Rows from an object pointing dataset:
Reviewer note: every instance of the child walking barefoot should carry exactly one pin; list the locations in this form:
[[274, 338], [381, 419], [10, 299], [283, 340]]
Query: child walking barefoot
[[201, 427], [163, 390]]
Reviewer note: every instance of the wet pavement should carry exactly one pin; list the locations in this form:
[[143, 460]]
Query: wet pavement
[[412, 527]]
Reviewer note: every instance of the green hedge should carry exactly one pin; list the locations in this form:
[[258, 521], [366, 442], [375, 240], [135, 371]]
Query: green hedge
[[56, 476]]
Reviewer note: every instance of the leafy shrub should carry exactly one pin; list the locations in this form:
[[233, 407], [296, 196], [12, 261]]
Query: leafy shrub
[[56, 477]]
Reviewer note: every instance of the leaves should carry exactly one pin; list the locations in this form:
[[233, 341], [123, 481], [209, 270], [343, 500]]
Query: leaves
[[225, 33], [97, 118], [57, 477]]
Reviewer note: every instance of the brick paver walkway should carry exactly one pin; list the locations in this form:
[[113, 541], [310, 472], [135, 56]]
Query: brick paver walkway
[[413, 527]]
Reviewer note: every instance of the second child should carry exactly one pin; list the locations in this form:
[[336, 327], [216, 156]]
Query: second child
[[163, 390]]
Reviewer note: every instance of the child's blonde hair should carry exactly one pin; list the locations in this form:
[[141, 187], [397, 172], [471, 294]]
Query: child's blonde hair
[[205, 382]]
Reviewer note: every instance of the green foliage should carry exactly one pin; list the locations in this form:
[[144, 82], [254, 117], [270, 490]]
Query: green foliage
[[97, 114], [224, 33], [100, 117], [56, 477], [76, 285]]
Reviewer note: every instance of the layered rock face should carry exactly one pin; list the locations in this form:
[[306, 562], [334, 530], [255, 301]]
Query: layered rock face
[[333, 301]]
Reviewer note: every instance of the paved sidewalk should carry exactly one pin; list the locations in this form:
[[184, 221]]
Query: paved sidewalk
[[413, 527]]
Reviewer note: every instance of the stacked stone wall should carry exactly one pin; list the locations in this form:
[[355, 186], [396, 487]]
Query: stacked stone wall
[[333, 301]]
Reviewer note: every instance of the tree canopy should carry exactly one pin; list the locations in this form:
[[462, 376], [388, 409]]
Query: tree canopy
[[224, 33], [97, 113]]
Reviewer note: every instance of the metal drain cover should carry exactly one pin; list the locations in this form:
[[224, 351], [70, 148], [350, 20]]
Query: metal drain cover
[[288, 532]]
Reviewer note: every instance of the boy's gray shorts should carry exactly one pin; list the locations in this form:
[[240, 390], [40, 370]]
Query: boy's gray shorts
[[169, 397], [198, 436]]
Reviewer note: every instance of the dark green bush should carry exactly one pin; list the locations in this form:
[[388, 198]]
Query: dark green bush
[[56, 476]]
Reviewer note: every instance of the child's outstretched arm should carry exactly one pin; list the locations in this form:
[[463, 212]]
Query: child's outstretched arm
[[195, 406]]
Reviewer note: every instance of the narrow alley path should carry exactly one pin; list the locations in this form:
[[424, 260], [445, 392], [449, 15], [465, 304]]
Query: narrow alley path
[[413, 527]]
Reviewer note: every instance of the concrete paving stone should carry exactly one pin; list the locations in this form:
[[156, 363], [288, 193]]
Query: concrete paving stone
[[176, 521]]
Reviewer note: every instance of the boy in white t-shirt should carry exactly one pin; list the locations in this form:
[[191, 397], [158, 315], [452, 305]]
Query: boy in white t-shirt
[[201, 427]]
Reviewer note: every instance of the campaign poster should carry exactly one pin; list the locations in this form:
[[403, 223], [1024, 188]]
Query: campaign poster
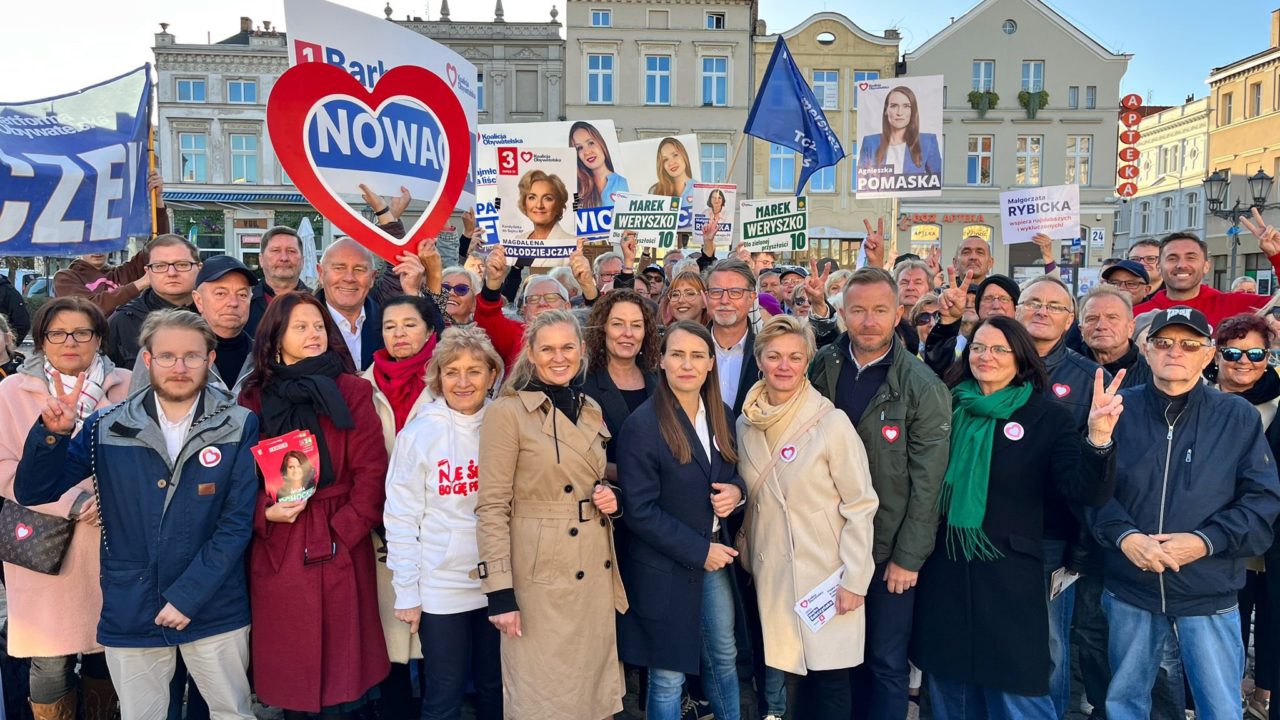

▶ Task details
Which lines of the data above contain the word "walking"? Report each of those lines in full.

▶ Solution
Reviewer note: every instance of the child walking barefoot should carry exactly one pin; list the locations in this form:
Query: child walking barefoot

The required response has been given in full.